-- Vereiste acties --
1) Beantwoord aan de hand van de tekst over het Volkskrant-blog de volgende vragen, elk op een eigen regel:
(a) In welk jaar werd het blog 'Door de doornen naar de sterren' begonnen?
(b) Welk commentaar wordt nog bijna letterlijk herinnerd?
(c) Met wie wordt volgens de infokolom soms samen geblogd?
2) Schrijf de tekst over het Volkskrant-blog verder vanaf de laatste zin.

-- Aangeleverde tekst --
────────────────

Met het einde van het Volkskrant-blog in zicht denk ik terug aan de beginperiode toen ik, bloggroentje nog, in 2008 met ‘Door de doornen naar de sterren‘ m’n schreden op het blogplatform zette. Een van de eerste reacties die ik kreeg is me bijgebleven, ‘Welkom in de wondere wereld van de volkskrantblog-software die alleen maar doet wat je wilt als je hem zachtjes streelt met je muis 😉‘, maar ook andere mensen hebben me een welkom gevoel bezorgd. Dat niet alles louter rozengeur en maneschijn was in die wereld van het bloggen werd me al snel duidelijk.
Om me heen doemden rechts en links kampen op waarin heuse vetes werden uitgevochten en menig ad hominem je om de oren vloog. Een eindeloze herhaling van zetten waarbij niemand een duimbreed toegaf. Sowieso hou ik van duidelijkheid, liever Jip en Janneke-taal dan elkaar proberen af te troeven met tu quoque’s en dergelijke. Niet alleen Latijnse benamingen zorgden hier en daar soms voor brallerige onduidelijkheid, ook onderhuidse opmerkingen gevolgd door aanminnig kijkende emoticons brachten menigeen in verwarring.
Bepaalde commentaren herinner ik me nog bijna letterlijk, zoals ‘wat een azijnlucht hangt hier opeens‘. Ik weet de namen zelfs nog. Gek dat juist dít is blijven hangen terwijl er veel ergere dingen waren. Ondertussen blogde ik vrolijk verder, want er waren ook een boel positieve reacties. Bovendien kreeg het schrijven mij steeds meer te pakken, niet alleen was het heel leuk om te doen, ik kon er ook m’n ei in kwijt. In m’n infokolom verwoordde ik het toentertijd als volgt: ‘in dit blog heb ik het over de kleine dingen, alles wat in me opkomt en waar ik over wíl schrijven. Soms samen met Beer, soms alleen. De grote dingen – hoewel die grens niet altijd heel duidelijk is – komen misschien later nog aan bod, maar misschien ook niet’.

────────────────

-- Fragment uit dataset --

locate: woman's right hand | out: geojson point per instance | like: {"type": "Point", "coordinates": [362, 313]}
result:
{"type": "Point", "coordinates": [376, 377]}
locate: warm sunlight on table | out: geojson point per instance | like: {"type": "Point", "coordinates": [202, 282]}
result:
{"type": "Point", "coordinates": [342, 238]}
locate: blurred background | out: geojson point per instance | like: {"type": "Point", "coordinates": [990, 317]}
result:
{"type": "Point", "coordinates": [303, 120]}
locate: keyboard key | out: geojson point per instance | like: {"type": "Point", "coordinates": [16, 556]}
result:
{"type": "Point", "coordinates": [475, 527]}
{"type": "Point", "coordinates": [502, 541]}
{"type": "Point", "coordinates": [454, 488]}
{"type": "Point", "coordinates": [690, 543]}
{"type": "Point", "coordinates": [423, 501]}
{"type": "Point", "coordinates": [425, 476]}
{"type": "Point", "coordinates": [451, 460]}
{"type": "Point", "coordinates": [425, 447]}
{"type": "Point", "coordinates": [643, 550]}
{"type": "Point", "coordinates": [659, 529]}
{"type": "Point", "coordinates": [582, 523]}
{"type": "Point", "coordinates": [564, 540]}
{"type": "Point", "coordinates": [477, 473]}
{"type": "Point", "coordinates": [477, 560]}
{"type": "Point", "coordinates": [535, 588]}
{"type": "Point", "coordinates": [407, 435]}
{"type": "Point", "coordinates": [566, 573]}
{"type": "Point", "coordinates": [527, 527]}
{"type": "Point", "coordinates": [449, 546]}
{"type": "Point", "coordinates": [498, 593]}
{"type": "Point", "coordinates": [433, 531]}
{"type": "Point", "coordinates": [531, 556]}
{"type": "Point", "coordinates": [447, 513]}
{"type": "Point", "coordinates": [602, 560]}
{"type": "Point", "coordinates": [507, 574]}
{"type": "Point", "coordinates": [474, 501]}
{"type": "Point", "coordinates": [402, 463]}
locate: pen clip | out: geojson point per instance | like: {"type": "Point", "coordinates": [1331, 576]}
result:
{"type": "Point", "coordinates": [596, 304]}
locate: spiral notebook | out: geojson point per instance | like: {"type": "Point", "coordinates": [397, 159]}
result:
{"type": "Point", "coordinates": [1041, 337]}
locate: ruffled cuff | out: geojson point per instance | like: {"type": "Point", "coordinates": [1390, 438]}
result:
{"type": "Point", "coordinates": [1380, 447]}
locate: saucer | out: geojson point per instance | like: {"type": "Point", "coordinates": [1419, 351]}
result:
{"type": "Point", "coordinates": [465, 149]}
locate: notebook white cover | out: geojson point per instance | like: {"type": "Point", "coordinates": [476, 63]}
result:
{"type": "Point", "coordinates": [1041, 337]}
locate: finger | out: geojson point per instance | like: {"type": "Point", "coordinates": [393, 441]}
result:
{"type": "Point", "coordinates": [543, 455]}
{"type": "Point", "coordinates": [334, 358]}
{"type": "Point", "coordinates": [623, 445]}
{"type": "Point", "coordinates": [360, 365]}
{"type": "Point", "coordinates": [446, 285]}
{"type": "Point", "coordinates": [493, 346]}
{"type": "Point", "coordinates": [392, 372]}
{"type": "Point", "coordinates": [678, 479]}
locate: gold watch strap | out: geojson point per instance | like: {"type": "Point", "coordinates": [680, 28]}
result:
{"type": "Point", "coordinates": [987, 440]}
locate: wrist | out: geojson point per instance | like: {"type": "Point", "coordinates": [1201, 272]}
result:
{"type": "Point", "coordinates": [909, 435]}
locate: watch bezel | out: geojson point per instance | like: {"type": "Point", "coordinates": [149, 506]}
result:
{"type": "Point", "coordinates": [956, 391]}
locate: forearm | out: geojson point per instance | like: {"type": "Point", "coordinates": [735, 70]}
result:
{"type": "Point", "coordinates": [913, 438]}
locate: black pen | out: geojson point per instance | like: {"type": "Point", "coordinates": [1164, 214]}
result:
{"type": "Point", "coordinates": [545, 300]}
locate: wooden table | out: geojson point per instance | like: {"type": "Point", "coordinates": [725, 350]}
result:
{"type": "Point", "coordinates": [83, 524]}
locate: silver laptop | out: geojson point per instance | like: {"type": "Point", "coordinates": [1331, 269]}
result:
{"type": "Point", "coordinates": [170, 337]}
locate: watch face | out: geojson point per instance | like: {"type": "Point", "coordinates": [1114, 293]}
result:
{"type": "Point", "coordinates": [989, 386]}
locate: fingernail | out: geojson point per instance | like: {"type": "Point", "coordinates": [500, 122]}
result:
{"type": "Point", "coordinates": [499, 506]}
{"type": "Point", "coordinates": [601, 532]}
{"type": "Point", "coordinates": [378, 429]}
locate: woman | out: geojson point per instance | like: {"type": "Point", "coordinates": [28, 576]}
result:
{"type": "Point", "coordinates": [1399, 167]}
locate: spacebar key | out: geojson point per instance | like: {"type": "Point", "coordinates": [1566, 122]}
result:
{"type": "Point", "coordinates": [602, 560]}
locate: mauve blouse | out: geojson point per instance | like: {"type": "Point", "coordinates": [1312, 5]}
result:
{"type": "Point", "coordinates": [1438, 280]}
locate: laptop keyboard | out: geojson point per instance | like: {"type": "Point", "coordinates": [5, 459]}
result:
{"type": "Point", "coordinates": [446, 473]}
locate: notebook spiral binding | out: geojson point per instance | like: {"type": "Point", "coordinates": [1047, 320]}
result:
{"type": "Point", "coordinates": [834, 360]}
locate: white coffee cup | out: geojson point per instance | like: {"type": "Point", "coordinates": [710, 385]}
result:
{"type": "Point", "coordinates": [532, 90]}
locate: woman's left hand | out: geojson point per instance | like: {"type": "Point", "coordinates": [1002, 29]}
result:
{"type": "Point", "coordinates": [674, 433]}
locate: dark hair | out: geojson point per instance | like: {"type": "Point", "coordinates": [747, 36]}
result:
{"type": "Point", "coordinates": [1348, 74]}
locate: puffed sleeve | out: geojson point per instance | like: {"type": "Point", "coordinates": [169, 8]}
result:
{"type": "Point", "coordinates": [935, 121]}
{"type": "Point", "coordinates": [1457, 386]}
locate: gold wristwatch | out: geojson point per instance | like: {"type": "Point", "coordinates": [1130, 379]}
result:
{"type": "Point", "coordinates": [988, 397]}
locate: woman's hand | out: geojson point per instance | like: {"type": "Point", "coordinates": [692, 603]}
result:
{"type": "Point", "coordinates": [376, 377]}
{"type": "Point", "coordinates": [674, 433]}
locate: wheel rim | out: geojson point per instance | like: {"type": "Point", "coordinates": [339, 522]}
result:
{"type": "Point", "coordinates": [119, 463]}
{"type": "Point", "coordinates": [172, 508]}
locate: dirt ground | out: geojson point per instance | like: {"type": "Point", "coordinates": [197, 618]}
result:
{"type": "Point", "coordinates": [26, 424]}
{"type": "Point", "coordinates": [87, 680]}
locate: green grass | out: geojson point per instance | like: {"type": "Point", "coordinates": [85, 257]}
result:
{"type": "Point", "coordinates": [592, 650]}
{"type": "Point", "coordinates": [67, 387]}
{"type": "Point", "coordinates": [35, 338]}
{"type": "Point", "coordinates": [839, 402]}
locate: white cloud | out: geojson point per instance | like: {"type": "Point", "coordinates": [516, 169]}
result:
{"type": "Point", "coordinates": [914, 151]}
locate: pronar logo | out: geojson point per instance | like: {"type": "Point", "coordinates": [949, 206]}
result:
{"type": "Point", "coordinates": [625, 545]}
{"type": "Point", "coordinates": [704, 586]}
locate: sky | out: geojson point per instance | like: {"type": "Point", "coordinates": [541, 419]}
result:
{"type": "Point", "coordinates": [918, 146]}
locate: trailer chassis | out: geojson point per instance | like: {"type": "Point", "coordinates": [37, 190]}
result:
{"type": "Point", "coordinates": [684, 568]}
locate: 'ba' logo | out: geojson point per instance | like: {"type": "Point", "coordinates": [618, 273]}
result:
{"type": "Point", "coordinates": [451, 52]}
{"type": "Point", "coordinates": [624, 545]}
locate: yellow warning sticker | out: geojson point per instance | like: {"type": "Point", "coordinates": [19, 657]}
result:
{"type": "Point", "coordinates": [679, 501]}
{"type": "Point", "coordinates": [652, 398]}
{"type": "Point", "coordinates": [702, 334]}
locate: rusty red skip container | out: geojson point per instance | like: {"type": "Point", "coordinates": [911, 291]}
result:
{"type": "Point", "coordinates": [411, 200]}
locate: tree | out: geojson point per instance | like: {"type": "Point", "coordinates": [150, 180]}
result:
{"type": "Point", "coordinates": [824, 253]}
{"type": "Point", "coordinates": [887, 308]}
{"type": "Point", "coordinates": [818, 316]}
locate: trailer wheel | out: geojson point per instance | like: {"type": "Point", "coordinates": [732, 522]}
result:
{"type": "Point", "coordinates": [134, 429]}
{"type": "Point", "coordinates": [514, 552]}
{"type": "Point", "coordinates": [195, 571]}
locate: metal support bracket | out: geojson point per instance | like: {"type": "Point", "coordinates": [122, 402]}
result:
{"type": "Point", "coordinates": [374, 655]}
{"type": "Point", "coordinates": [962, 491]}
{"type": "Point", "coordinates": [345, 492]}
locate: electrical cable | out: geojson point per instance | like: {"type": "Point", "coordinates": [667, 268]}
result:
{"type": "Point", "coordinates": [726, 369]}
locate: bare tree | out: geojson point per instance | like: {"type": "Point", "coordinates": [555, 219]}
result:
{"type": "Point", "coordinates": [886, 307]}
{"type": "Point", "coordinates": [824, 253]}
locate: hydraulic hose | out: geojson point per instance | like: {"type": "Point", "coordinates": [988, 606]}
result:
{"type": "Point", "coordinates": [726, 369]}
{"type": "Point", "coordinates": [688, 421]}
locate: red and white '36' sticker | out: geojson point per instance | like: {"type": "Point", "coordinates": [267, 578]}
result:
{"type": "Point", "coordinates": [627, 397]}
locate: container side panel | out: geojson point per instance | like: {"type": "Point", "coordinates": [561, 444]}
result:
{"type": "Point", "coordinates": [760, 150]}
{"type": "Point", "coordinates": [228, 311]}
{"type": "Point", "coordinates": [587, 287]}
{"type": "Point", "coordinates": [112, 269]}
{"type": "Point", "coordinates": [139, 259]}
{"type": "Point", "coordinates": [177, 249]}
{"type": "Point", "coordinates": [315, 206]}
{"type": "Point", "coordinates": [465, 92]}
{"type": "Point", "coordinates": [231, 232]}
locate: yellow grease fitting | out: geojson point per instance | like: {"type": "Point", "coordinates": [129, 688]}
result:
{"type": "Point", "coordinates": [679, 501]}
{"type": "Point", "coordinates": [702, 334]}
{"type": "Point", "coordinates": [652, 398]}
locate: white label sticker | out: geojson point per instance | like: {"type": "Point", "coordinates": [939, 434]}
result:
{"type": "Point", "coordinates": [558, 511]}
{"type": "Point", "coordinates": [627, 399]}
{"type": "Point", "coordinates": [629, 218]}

────────────────

-- Antwoorden op opgaven --
1)
(a) 2008
(b) 'wat een azijnlucht hangt hier opeens'
(c) Met Beer

2)
Een van de dieptepunten was die keer dat ik midden in de nacht een haatmail kreeg uit onverdachte hoek en letterlijk stond te trillen op m’n benen. Ook de overtreffende trap van kinderachtig heb ik hier meegemaakt, variërend van scheldkanonnades omdat ik niet op iemands blog had gereageerd tot het verkrachten van tekst. Ik was vooral verbaasd over de kleinzieligheid en benepenheid van een aantal bloggers, die dingen deden waar een kleuter zich zelfs kapot voor zou schamen. Maar nog steeds blogde ik onvermoeibaar door, ik kreeg genoeg aanmoediging en ontmoette af en toe een blogger in het wild.
Ook hiervoor gold dat er mooie en minder mooie ontmoetingen bij waren. Sommige mensen presenteren zich op virtueel papier nu eenmaal een stuk warmer en geïnteresseerder dan bij een kop thee heb ik ervaren. Toch heb ik ook daarvan geleerd, al laat m’n gewone intuïtie me zelden in de steek, dat geldt niet voor m’n virtuele intuïtie, na veel vallen en opstaan ben ik mijn blogmensbeeld dan ook steeds meer gaan bijstellen. Inmiddels schrik ik weliswaar minder hard van steken onder water en ronduite leugens, een olifantenhuid zal ik nooit krijgen.
De steun die ik van een aantal mensen in de verhuisperiode heb gekregen is belangrijk voor me geweest. Ik kon elke druppel support gebruiken aangezien ik in een bijzonder roerige fase zat. Toen een week na m’n verhuizing ook nog eens m’n liefste vriend-ooit van de ene dag op de andere uit m’n leven wandelde na ruim twintig jaar lief en leed was dat de druppel. Daar zat ik opeens in m’n eentje in een relatief vreemde grootstad tussen halfuitgepakte dozen vol herinneringen zonder internetverbinding of telefoon. Schrijven was een van de manieren om te overleven in die tijd.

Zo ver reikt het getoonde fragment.